__Stated task 1__. Express the records as a JSON list of strings, one string per line and no blank lines. Start at the line containing "In this exercise you will mark each instance of the pond" and include every line through the end of the records.

__Passage given__.
BEGIN

EQT Midstream Partners, LP (the Partnership, EQT Midstream Partners or the Company), which closed its initial public offering (IPO) on July 2, 2012, is a growth-oriented Delaware limited partnership formed by EQT Corporation in January 2012.  Equitrans, L.P. (Equitrans) is a Pennsylvania limited partnership and the predecessor for accounting purposes (the Predecessor) of EQT Midstream Partners. EQT Midstream Services, LLC is the Company’s general partner. References in these consolidated financial statements to the “Company,” when used for periods prior to the IPO, refer to Equitrans.  References in these consolidated financial statements to the “Company,” when used for periods beginning at or following the IPO, refer collectively to the Partnership and its consolidated subsidiaries. References in these consolidated financial statements to ‘‘EQT’’ refer collectively to EQT Corporation and its consolidated subsidiaries.  For periods prior to the IPO, the accompanying consolidated financial statements and related notes include the assets, liabilities and results of operations of Equitrans presented on a carve-out basis prior to the contribution by EQT of all of the partnership interests in Equitrans to EQT Midstream Partners, in connection with the Partnership’s IPO.

 

The Company does not have any employees. Operational support for the Company is provided by EQT Gathering, LLC (EQT Gathering), one of EQT’s operating subsidiaries engaged in certain midstream business operations. EQT Gathering’s employees manage and conduct the Company’s daily business operations.

 

Immediately prior to the closing of the IPO, EQT contributed all of the partnership interests in Equitrans to the Partnership. The Company issued 14,375,000 common units in the IPO, which represented 40.6% of the Company’s outstanding equity. EQT retained a 59.4% equity interest in the Company, including 2,964,718 common units, 17,339,718 subordinated units, and a 2% general partner interest. EQT also holds the incentive distribution rights.

 

Nature of Business

 

The Company is a growth-oriented limited partnership formed by EQT to own, operate, acquire and develop midstream assets in the Appalachian Basin. The Company provides midstream services to EQT and third parties in the Appalachian Basin across 22 counties in Pennsylvania and West Virginia through two primary assets: the transmission and storage system and the gathering system.

END

__Stated task 2__. Rewrite the EQT Midstream Partners passage from "Immediately prior to" up to and including "incentive distribution rights.", changing "common units" to "ordinary units" wherever it occurs.

__Entries supplied__.
BEGIN

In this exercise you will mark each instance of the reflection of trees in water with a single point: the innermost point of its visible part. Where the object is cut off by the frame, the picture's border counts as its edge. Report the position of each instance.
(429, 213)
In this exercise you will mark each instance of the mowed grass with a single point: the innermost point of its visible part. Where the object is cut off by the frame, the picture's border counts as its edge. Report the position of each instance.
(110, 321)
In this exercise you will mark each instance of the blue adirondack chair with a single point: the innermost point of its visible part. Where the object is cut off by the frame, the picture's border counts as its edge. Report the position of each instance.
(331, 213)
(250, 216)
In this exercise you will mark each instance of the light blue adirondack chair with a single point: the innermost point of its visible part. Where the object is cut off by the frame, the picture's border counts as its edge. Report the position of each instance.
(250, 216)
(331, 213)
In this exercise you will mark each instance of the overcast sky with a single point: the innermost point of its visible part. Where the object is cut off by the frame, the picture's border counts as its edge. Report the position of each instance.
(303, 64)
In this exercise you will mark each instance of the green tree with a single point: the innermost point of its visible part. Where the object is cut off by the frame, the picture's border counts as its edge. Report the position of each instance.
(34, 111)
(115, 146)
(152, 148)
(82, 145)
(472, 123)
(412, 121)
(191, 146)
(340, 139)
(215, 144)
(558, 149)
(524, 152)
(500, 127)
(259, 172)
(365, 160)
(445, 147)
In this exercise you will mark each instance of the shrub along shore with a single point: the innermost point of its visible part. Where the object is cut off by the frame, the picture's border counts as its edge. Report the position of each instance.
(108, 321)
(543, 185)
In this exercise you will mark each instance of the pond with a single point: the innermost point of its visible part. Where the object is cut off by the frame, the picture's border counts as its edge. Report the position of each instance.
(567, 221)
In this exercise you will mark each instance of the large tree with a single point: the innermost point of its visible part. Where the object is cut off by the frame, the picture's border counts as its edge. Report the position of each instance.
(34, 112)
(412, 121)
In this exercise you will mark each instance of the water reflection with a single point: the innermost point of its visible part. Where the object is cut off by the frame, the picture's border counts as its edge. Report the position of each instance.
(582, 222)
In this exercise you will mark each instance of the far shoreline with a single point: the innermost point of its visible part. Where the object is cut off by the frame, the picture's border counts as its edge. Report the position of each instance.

END

__Response 1__.
[
  "In this exercise you will mark each instance of the pond with a single point: the innermost point of its visible part. Where the object is cut off by the frame, the picture's border counts as its edge. Report the position of each instance.",
  "(567, 221)",
  "In this exercise you will mark each instance of the large tree with a single point: the innermost point of its visible part. Where the object is cut off by the frame, the picture's border counts as its edge. Report the position of each instance.",
  "(34, 112)",
  "(412, 121)",
  "In this exercise you will mark each instance of the water reflection with a single point: the innermost point of its visible part. Where the object is cut off by the frame, the picture's border counts as its edge. Report the position of each instance.",
  "(582, 222)",
  "In this exercise you will mark each instance of the far shoreline with a single point: the innermost point of its visible part. Where the object is cut off by the frame, the picture's border counts as its edge. Report the position of each instance."
]

__Response 2__.
Immediately prior to the closing of the IPO, EQT contributed all of the partnership interests in Equitrans to the Partnership. The Company issued 14,375,000 ordinary units in the IPO, which represented 40.6% of the Company’s outstanding equity. EQT retained a 59.4% equity interest in the Company, including 2,964,718 ordinary units, 17,339,718 subordinated units, and a 2% general partner interest. EQT also holds the incentive distribution rights.